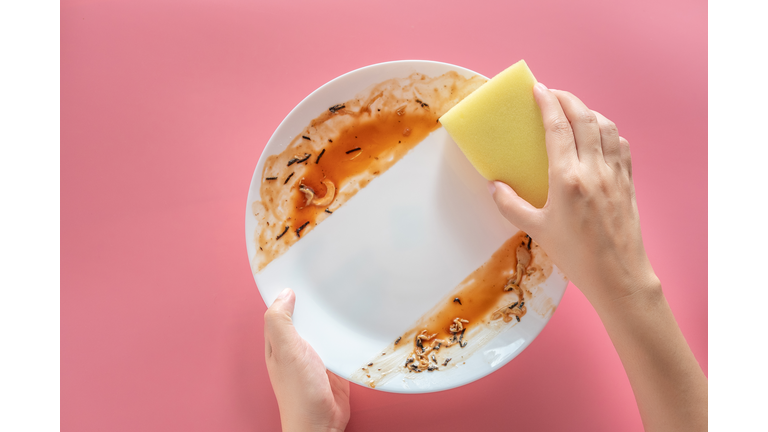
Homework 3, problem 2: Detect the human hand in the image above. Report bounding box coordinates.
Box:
[264,288,349,431]
[488,83,660,308]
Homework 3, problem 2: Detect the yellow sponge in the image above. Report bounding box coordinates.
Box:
[440,60,549,208]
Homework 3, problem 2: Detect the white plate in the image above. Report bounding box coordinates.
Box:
[245,61,567,393]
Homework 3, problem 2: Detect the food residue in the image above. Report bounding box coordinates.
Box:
[251,72,485,273]
[351,231,555,387]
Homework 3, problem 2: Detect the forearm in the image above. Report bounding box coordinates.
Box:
[592,283,708,431]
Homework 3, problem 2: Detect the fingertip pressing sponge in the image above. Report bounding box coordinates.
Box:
[440,60,549,208]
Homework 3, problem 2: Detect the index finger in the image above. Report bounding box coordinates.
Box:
[533,83,579,170]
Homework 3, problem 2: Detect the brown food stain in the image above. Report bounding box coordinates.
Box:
[350,231,555,386]
[409,231,540,344]
[251,72,485,273]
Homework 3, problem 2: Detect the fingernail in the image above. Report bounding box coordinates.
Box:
[488,182,496,195]
[275,288,291,300]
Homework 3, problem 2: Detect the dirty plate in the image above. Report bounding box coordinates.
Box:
[245,61,567,393]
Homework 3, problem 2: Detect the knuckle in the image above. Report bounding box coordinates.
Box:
[549,117,573,136]
[563,172,584,195]
[577,110,597,124]
[600,119,619,136]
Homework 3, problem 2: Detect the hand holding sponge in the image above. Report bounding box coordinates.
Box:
[440,60,549,208]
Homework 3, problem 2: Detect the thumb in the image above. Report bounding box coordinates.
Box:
[264,288,298,357]
[488,181,540,236]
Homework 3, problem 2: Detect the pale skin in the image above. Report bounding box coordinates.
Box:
[264,84,708,431]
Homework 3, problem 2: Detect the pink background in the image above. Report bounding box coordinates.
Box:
[61,0,707,431]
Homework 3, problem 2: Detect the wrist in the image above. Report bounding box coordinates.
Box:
[587,271,664,316]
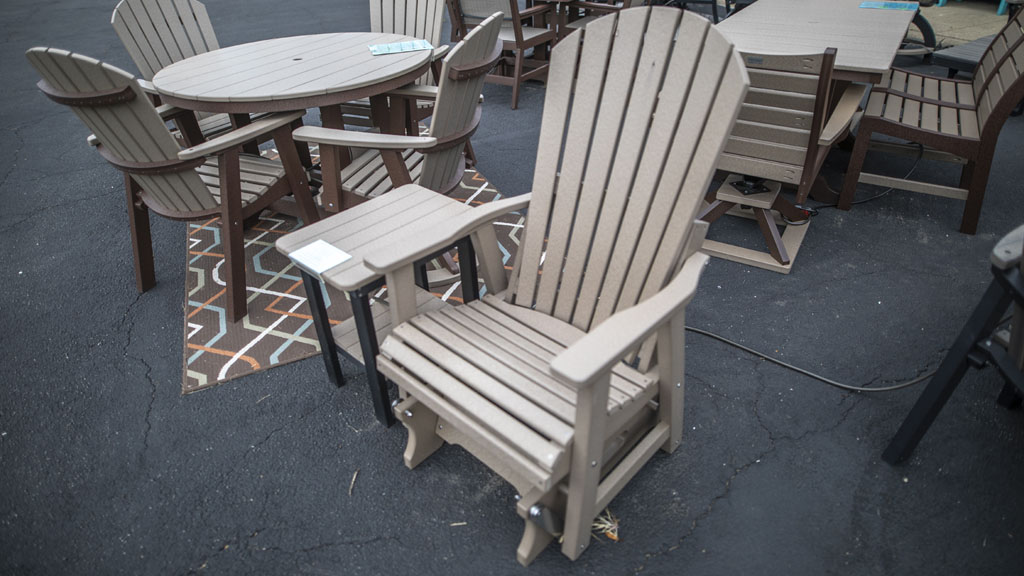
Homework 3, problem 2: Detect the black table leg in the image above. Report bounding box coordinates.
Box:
[348,287,394,427]
[456,236,480,304]
[302,271,345,386]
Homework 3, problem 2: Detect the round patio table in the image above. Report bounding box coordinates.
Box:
[153,32,433,211]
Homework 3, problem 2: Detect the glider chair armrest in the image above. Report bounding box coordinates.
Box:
[362,194,531,274]
[178,111,304,160]
[818,84,869,147]
[384,84,437,100]
[292,126,437,150]
[568,0,620,13]
[551,252,709,387]
[519,4,552,22]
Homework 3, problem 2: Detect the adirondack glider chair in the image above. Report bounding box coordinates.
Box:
[699,48,865,274]
[294,17,501,210]
[26,48,318,322]
[338,7,748,564]
[341,0,450,130]
[446,0,556,110]
[111,0,266,145]
[839,11,1024,234]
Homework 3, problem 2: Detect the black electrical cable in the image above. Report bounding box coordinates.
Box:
[686,326,935,392]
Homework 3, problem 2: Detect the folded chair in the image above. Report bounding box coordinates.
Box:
[111,0,266,144]
[295,18,501,210]
[699,48,864,274]
[335,7,748,564]
[26,48,317,322]
[446,0,556,110]
[839,11,1024,234]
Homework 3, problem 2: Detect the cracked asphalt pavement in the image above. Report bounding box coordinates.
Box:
[0,0,1024,576]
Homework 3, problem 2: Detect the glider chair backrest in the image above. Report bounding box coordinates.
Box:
[111,0,220,80]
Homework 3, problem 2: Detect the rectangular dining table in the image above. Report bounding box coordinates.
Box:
[718,0,916,84]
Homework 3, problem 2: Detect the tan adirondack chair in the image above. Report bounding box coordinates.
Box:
[325,7,748,564]
[700,48,866,274]
[447,0,556,110]
[341,0,450,130]
[111,0,256,143]
[26,48,318,322]
[295,15,501,210]
[565,0,630,30]
[839,10,1024,234]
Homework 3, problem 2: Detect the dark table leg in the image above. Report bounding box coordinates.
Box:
[302,271,345,386]
[348,283,394,427]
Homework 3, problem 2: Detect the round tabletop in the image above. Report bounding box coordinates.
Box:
[153,32,433,113]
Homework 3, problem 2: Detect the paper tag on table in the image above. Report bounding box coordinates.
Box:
[289,240,352,276]
[370,40,434,56]
[860,2,918,11]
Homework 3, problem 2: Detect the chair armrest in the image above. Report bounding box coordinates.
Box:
[568,0,620,13]
[430,44,452,60]
[519,4,551,20]
[292,126,437,150]
[551,252,709,386]
[135,78,160,96]
[178,111,304,160]
[362,194,532,275]
[818,84,868,148]
[157,104,195,121]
-- -- --
Please rewrite every entry above as a numbered list, one line per item, with blank lines and the pictures left out.

1. Homework 3, problem 2: Detect the human hand in the image above. Report bounding box coordinates.
2. Box:
3. [264,288,349,431]
4. [488,83,660,308]
5. Homework 3, problem 2: Detect the yellow sponge in the image above. Report bounding box coordinates.
6. Box:
7. [440,60,549,208]
8. Homework 3, problem 2: Detect the white plate in the image above. Report bounding box coordinates.
9. Box:
10. [245,61,567,393]
11. Homework 3, problem 2: Detect the food residue in the image above. Report bounding box coordinates.
12. Box:
13. [251,72,485,273]
14. [351,231,555,387]
15. Homework 3, problem 2: Detect the forearm in the image above. Report bounding box coordinates.
16. Box:
17. [592,283,708,431]
18. Homework 3, problem 2: Detect the fingertip pressing sponge in the image above. Report bounding box coordinates.
19. Box:
20. [440,60,549,208]
21. Homework 3, problem 2: Detect the index finger in the image above. Report bounding box coordinates.
22. Box:
23. [533,83,579,170]
24. Homework 3, problem 2: Detect the brown food stain in the image above. Report bounding box coordinates.
25. Box:
26. [350,231,555,386]
27. [409,231,540,344]
28. [251,72,485,273]
29. Homework 3, problem 2: Detect the fingernail in the image above. Report bounding box coordinates.
30. Box:
31. [488,182,496,195]
32. [275,288,291,300]
33. Homework 3, problem 2: Detect the dirty plate in the image above. Report bounding box coordinates.
34. Box:
35. [245,61,567,393]
36. Homework 3, problem 2: Detect the knuckle in the image above. Report bounding box coordinates.
37. Box:
38. [549,117,573,136]
39. [563,172,584,195]
40. [577,110,597,124]
41. [600,119,619,136]
42. Homework 3, problem 2: Detect the hand holding sponge in the image above. Report bounding box coordinates.
43. Box:
44. [440,60,549,208]
45. Homework 3, problem 2: Detect the thumb in the image above. Report bounding box coordinates.
46. Box:
47. [264,288,298,357]
48. [488,181,540,236]
49. Homework 3, problem 2: Detect the pale skin in the image above. Report bounding box coordinates.
50. Box:
51. [264,84,708,431]
52. Homework 3, problem 2: Detect the pink background in the image above. Report bounding box coordinates.
53. Box:
54. [61,0,707,431]
55. Homework 3, problem 2: Detect the wrist in the image above. Report bounding box coordinates.
56. Box:
57. [587,271,664,316]
58. Homework 3, problem 2: Detect the black table leg in the image above. Report bounding box coordinates.
59. Box:
60. [348,287,394,427]
61. [456,236,480,304]
62. [302,271,345,386]
63. Homework 3, problem 2: Detect the round patio table in the image above. Report bounding box coordinates.
64. Box:
65. [153,32,433,211]
66. Homework 3, problem 2: Detect the glider chair armrest in the image above. Report bounding box coordinates.
67. Box:
68. [362,194,531,274]
69. [178,111,304,160]
70. [818,84,869,147]
71. [384,84,437,100]
72. [292,126,437,150]
73. [568,0,620,13]
74. [551,252,709,387]
75. [519,4,552,22]
76. Homework 3, problem 2: Detect the adirondack glider chair in the image above. Report bounding box coordinates.
77. Box:
78. [699,48,865,274]
79. [294,17,501,210]
80. [26,48,318,322]
81. [338,7,748,564]
82. [341,0,450,130]
83. [446,0,556,110]
84. [111,0,266,145]
85. [839,11,1024,234]
86. Homework 3, problem 2: Detect the black electrical cable in the image above. Report bounding box coordinates.
87. Box:
88. [686,326,935,392]
89. Homework 3, problem 2: Detect the folded chair in the image above. Report bounding box coordinates.
90. Box:
91. [111,0,266,144]
92. [295,18,501,210]
93. [699,48,864,274]
94. [335,7,748,564]
95. [26,48,317,322]
96. [446,0,556,110]
97. [839,11,1024,234]
98. Homework 3, problem 2: Detect the cracked asphalt pavement in the image above. Report bounding box coordinates.
99. Box:
100. [0,0,1024,576]
101. Homework 3, problem 2: Detect the glider chair backrest in the image above. Report bounding box coordinates.
102. Box:
103. [111,0,220,80]
104. Homework 3, problem 2: Detect the rectangular dining table in the image above. Report bounding box coordinates.
105. Box:
106. [718,0,916,84]
107. Homework 3, problem 2: Detect the tan adirondack chair in the image above. Report bounding box coordinates.
108. Box:
109. [325,7,748,564]
110. [700,48,866,274]
111. [447,0,556,110]
112. [341,0,450,130]
113. [111,0,256,143]
114. [26,48,318,322]
115. [295,15,501,210]
116. [565,0,630,30]
117. [839,10,1024,234]
118. Homework 3, problem 2: Detect the dark table leg in the image above. Report bounding box coordinates.
119. Box:
120. [302,271,345,386]
121. [348,283,394,427]
122. Homework 3, problem 2: Detect the round tabletop in the image above. Report bounding box coordinates.
123. Box:
124. [153,32,433,113]
125. Homework 3, problem 2: Detect the paper tag on table in the image above. Report bounding box coordinates.
126. Box:
127. [289,240,352,276]
128. [370,40,434,56]
129. [860,2,918,11]
130. Homework 3, problem 2: Detect the chair armrest in the image above. Report bounding box coordinates.
131. Box:
132. [568,0,620,13]
133. [430,44,452,60]
134. [519,4,551,20]
135. [292,126,437,150]
136. [551,252,709,386]
137. [135,78,160,96]
138. [178,111,304,160]
139. [362,194,532,275]
140. [818,84,868,148]
141. [157,104,195,121]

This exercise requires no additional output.